### Quoted passage:

——

For a second last week, I found myself thinking nostalgically about the former French president, Jacques Chirac. The wily old fox had multiple faults, but at least you could rely on him to behave like a proper Frenchman, unlike his loathsome little successor, Nicolas Sarkozy.
Complain all you like about Chirac, but he bore all the hallmarks of the quintessential Frenchman. He had a way with the ladies, which Sarkozy most definitely has not, as his ex-wife, Cecilia, could doubtless testify. Chirac also knew how to deport himself in public. You would never find him sporting that crass, all-American baseball cap, or, for that matter, toadying up to George Bush in the toe-curling way that Sarkozy did last week.
What an unedifying spectacle to see a French president bending the knee to American cultural imperialism like a sycophantic groupie, eulogising over the two countries' historical links, US literature, film and music, and stressing, rather pathetically, how his generation "shared all the American dreams".

——

### Your task:
Can you carry on the piece contrasting Chirac with Sarkozy, picking up right after its final sentence? Nothing in the material after this point has any bearing on it.

——

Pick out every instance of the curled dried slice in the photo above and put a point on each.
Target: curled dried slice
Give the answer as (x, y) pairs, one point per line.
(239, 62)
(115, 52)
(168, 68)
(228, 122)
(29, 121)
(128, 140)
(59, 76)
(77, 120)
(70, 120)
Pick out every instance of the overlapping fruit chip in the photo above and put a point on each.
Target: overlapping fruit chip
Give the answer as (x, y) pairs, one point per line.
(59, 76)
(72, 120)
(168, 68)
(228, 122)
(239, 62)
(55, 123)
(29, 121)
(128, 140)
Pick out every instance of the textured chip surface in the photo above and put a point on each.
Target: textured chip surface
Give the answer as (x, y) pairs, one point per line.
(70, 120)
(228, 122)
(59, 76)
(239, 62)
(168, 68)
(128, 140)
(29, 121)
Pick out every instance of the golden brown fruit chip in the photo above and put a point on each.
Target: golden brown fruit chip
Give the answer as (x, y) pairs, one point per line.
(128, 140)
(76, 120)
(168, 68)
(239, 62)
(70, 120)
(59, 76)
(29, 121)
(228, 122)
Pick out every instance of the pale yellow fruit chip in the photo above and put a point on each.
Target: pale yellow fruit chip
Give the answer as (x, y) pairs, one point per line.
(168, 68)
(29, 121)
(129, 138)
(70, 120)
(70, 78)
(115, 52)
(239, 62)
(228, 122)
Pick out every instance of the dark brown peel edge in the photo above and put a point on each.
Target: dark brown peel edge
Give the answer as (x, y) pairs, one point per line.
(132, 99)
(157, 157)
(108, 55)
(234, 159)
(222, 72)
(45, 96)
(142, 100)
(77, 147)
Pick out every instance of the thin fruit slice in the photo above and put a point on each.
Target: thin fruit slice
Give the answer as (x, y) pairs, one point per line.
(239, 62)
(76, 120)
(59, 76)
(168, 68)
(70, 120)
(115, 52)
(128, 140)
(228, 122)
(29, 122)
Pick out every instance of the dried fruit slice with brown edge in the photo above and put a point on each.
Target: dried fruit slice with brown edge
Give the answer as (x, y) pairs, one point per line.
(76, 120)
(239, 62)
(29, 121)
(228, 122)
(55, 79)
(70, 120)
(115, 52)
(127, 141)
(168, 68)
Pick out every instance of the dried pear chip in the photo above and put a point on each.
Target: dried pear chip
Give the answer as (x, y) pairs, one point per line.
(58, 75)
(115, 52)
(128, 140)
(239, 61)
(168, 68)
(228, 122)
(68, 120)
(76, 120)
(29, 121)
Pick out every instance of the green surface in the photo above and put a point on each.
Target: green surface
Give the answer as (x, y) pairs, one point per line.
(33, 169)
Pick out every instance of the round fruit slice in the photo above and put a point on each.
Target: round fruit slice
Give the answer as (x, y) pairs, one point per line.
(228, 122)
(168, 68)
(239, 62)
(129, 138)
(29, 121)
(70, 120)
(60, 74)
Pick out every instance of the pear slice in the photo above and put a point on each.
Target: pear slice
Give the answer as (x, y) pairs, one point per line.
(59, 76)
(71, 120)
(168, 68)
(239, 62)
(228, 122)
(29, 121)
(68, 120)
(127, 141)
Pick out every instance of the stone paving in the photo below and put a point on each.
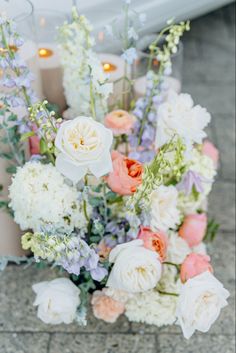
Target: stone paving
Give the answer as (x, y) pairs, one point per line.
(209, 76)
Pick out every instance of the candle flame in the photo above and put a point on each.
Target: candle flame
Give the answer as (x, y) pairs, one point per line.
(108, 67)
(45, 52)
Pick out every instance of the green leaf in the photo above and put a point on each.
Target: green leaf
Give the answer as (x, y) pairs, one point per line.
(212, 229)
(6, 155)
(43, 146)
(27, 135)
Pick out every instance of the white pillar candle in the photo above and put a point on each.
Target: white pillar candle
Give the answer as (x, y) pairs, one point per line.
(29, 53)
(51, 73)
(114, 66)
(140, 85)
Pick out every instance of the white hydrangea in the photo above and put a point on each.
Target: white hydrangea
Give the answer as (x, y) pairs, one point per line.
(39, 197)
(178, 249)
(152, 308)
(164, 212)
(179, 116)
(83, 71)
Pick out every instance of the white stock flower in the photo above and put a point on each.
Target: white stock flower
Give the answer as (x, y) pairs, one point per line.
(39, 197)
(135, 269)
(57, 301)
(179, 116)
(178, 249)
(200, 302)
(84, 146)
(152, 308)
(164, 211)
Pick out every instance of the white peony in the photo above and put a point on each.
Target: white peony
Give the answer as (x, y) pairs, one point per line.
(179, 116)
(178, 249)
(152, 308)
(200, 302)
(164, 211)
(40, 197)
(84, 146)
(57, 301)
(136, 269)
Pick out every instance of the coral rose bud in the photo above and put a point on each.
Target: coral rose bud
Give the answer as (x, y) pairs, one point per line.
(126, 175)
(193, 265)
(193, 229)
(156, 241)
(120, 122)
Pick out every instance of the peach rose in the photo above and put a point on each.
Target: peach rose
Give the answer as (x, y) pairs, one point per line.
(211, 151)
(156, 241)
(103, 250)
(194, 228)
(106, 308)
(126, 175)
(120, 122)
(193, 265)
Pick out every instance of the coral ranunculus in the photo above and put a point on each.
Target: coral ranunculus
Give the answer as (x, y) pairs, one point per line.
(194, 228)
(120, 122)
(126, 175)
(156, 241)
(194, 265)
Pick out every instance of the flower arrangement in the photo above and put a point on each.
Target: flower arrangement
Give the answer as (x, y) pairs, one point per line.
(115, 199)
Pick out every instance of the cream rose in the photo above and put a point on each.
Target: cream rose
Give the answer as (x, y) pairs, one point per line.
(164, 211)
(84, 146)
(57, 301)
(136, 269)
(200, 302)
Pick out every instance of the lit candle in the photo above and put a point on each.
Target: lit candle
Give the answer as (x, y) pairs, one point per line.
(51, 74)
(140, 86)
(114, 66)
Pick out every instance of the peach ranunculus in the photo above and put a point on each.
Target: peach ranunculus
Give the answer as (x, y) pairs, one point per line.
(120, 122)
(194, 228)
(105, 308)
(103, 250)
(34, 145)
(210, 150)
(156, 241)
(126, 175)
(194, 265)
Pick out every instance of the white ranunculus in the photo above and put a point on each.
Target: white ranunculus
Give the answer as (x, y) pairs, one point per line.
(200, 302)
(164, 211)
(57, 301)
(136, 269)
(179, 116)
(178, 249)
(84, 146)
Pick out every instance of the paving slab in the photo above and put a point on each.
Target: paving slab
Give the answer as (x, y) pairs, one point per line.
(113, 343)
(197, 344)
(24, 343)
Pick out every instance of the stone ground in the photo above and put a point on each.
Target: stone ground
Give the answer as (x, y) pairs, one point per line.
(209, 76)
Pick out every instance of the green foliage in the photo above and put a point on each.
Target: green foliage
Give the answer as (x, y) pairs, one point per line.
(212, 229)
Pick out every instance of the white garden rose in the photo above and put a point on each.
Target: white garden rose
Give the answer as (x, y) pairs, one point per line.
(178, 249)
(136, 269)
(179, 116)
(200, 302)
(164, 211)
(84, 146)
(57, 301)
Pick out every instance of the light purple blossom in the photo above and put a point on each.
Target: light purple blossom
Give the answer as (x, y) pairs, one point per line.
(191, 179)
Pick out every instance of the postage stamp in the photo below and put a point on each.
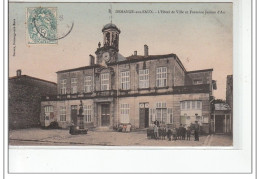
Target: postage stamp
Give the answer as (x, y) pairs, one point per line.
(41, 25)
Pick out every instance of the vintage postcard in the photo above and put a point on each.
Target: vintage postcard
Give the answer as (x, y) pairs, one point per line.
(120, 74)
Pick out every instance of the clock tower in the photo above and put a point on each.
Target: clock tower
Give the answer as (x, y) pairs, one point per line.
(109, 51)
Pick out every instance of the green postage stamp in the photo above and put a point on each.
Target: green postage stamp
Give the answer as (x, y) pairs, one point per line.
(41, 25)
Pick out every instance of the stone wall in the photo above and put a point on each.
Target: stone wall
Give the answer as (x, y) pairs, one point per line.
(24, 101)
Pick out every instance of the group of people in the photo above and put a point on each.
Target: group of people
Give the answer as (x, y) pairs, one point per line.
(181, 133)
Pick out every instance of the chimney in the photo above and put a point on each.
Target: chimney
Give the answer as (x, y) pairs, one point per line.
(91, 60)
(146, 50)
(18, 72)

——

### Response to this exercise:
Sarkozy has been trying to behave like an American ever since he started jogging around the Elysee Palace in a sweaty T-shirt. That's why the French media have nicknamed him "Sarko l'Americain". As a bystander, I find his antics quite upsetting. France used to be the country that you could rely on to stand up for independent-minded, free Europe against George Bush's neocon American empire and its lapdog lackey, the United Kingdom. Behaving like a true French statesman, Chirac had enough sense and foresight to say "non" to Bush when he tried to coerce France into joining the so-called coalition of the willing in Iraq. That's the sort of intransigence that the French do so well, but there's so much more that's good about them.
Take their civilised attitude to work/ life balance. The long French lunch hour is a glorious institution, none of that Anglo-Saxon sandwich-at-the-desk nonsense. I admire how they work a shorter week and fill their weekends with sociable meals and pleasurable leisure activities, and the fact that Paris, a world capital, dares to shut down in August. In this country, workaholism is a blight on our lives.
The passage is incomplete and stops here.